### Stated exercise
In the Zone System forum thread below, which detail does exposure set, and which does development set?

### Excerpted passage
━━━━━━━━━━━━━━━━━━━━
The foundation of The Zone System is the fact that film density response to development is disproportionate. Codified it is a method to accommodate variations in scene contrast by taking advantage of the above phenomena. So often misunderstood is the fact that any given film will always have an ideal response to an ideal scene contrast and ideal development time such that Zone System adjustments although necessary when scene contrast can't be adjusted, always represent a 2nd best solution. In other words The Zone System is great when you can't fix the light, otherwise fix the light.

Increased film development causes density in areas where the film was exposed more to become disproportionately more dense than areas that were exposed less and vice versa. Pragmatically that means that exposure set's shadow detail -- more or less development has little effect on shadow detail. Development sets diffuse highlight detail -- more or less development has a much bigger effect on highlight detail. This is control access. The Zone System mantra was always "expose for the shadows and develop for the highlights." (Dissasterous approach if applied to digital).

The problem of Zone System application to color film is that you really can't go extending and especially not contracting development times. Color film dye layers form correctly with correct processing and so trying to use Zone System development variations is going to introduce color abnormalities. As such The Zone System was always a B&W film/printing process.

Joe


----------



## Ysarex (Feb 18, 2015)

KenC said:


> Even with film the full-fledged zone system approach with altered ISO/development really only made sense with view cameras where you could develop each negative separately.  This is what Adams and others who championed the system were doing.  Yes, if you shot an entire roll in which every frame had pretty much the same tonal values you could alter ISO/development for that roll, but I rarely found myself in that situation.  Mostly I just used it to get either the shadows or highlights exposed correctly in a particular frame.



That's why Hasselblads had removable backs. You just loaded up five backs with Tri-X and then marked them N--, N-, N, N+, N++ and you were good to go -- ah the good old days!

Joe


----------



## bribrius (Feb 18, 2015)

480sparky said:


> bribrius said:
> 
> 
> > vnd would make me ponder....Not much experience with them...
> ...


i have two or three kicking around here somewhere. Never use them. Don't know. I seem pretty good at winging it but anything new to the equation i have to stop and think. Film is different too, i cant just toss it on auto iso and look at the histogram and see where i am at. so if i start at f16 400 400 and have to account for six stops not really sure how i would deal with that to slow down the water and maintain exposure. six stops is a lot dropping the shutter and crossing ones fingers... six puts me at a 1/4 (not a option so basically 1 or bulb). Too draw out to 3 seconds not even sure how i would get there i am already at f/16 (highest film lens i have it f/22 i think) and running 400 i still dont think i have enough stops to get to a 3 second exposure for this type of photo. Again, where i get lost on vnd.


----------



## bribrius (Feb 18, 2015)

limr said:


> I've never really understood the Zone system. I always thought it was just a way of gauging exposure, but reading Joe's answer puts another little piece of the puzzle into place.
> 
> So, the "zones" are various parts of the image that are lighter/darker - yup, got that. I was already accustomed to Sunny 16 techniques for exposing so I felt it was fussy to learn yet another way of referring to shadows or highlights just for exposing.
> 
> ...


i think i would start with, i shoot slow water shots in the evening....


----------



## Ysarex (Feb 19, 2015)
━━━━━━━━━━━━━━━━━━━━
### Data extract
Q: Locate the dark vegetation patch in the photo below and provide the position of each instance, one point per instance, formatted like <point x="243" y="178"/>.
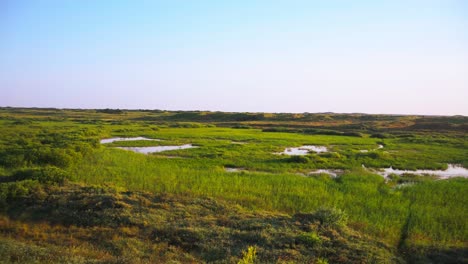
━━━━━━━━━━━━━━━━━━━━
### Solution to this exercise
Exposure sets shadow detail, and development sets diffuse highlight detail.